Puccio, standing stiffly behind a wooden lectern ten feet from the jury, relentlessly disputed the central tenet of the prosecution's case: that insulin had been used to cause Mrs. Von Bulow's two comas. With increasing vehemence, he punctuated his argument with the phrase "No insulin injection!" as he recapitulated testimony by the defense's medical experts...
Puccio then set out to discredit the prosecution's witnesses. He insisted that the sparrowlike Maria Schrallhammer, Mrs. Von Bulow's maid of 23 years, viewed Von Bulow as a shadowy interloper who broke up the "fairy tale" romance of Sunny's first marriage, which ended in divorce. About onetime Soap Opera Actress Alexandra Isles, Claus' former lover, Puccio turned sarcastic: "She appeared before you in one of her most dramatic performances." In the end, Puccio asked not for sympathy but justice. "It's not a pretty picture," he said. "Mr. Von Bulow was cheating on his wife...
...Instead of reviewing his case, he painted an emotional and highly colored tableau of the alleged murder attempts. With his hands resting on the front of the jury box, DeSisto pleaded with the jurors to try to relive the crime, to put themselves in the room where Sunny von Bulow went into her two comas. As if holding a syringe in his hand, DeSisto asked, "Can you see it? As he was pushing the plunger down, can you see it? The defendant then sat down and read a book . . . Think about that room and stay there all afternoon while...

Material provided
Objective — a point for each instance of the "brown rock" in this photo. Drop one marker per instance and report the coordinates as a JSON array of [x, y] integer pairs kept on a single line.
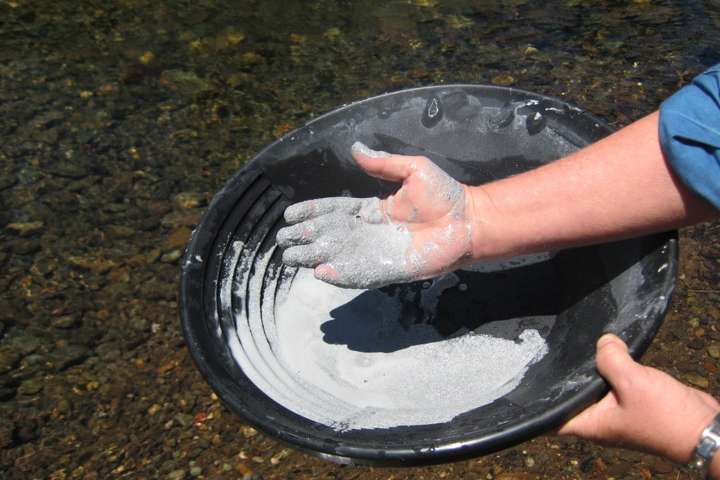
[[178, 238], [25, 229], [188, 200], [91, 263], [697, 380]]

Exercise goal
Return the part of the trial passage between "Puccio then set" and "on his wife...", inclusive, copied word for word. You can ignore the listing.

Task result
Puccio then set out to discredit the prosecution's witnesses. He insisted that the sparrowlike Maria Schrallhammer, Mrs. Von Bulow's maid of 23 years, viewed Von Bulow as a shadowy interloper who broke up the "fairy tale" romance of Sunny's first marriage, which ended in divorce. About onetime Soap Opera Actress Alexandra Isles, Claus' former lover, Puccio turned sarcastic: "She appeared before you in one of her most dramatic performances." In the end, Puccio asked not for sympathy but justice. "It's not a pretty picture," he said. "Mr. Von Bulow was cheating on his wife...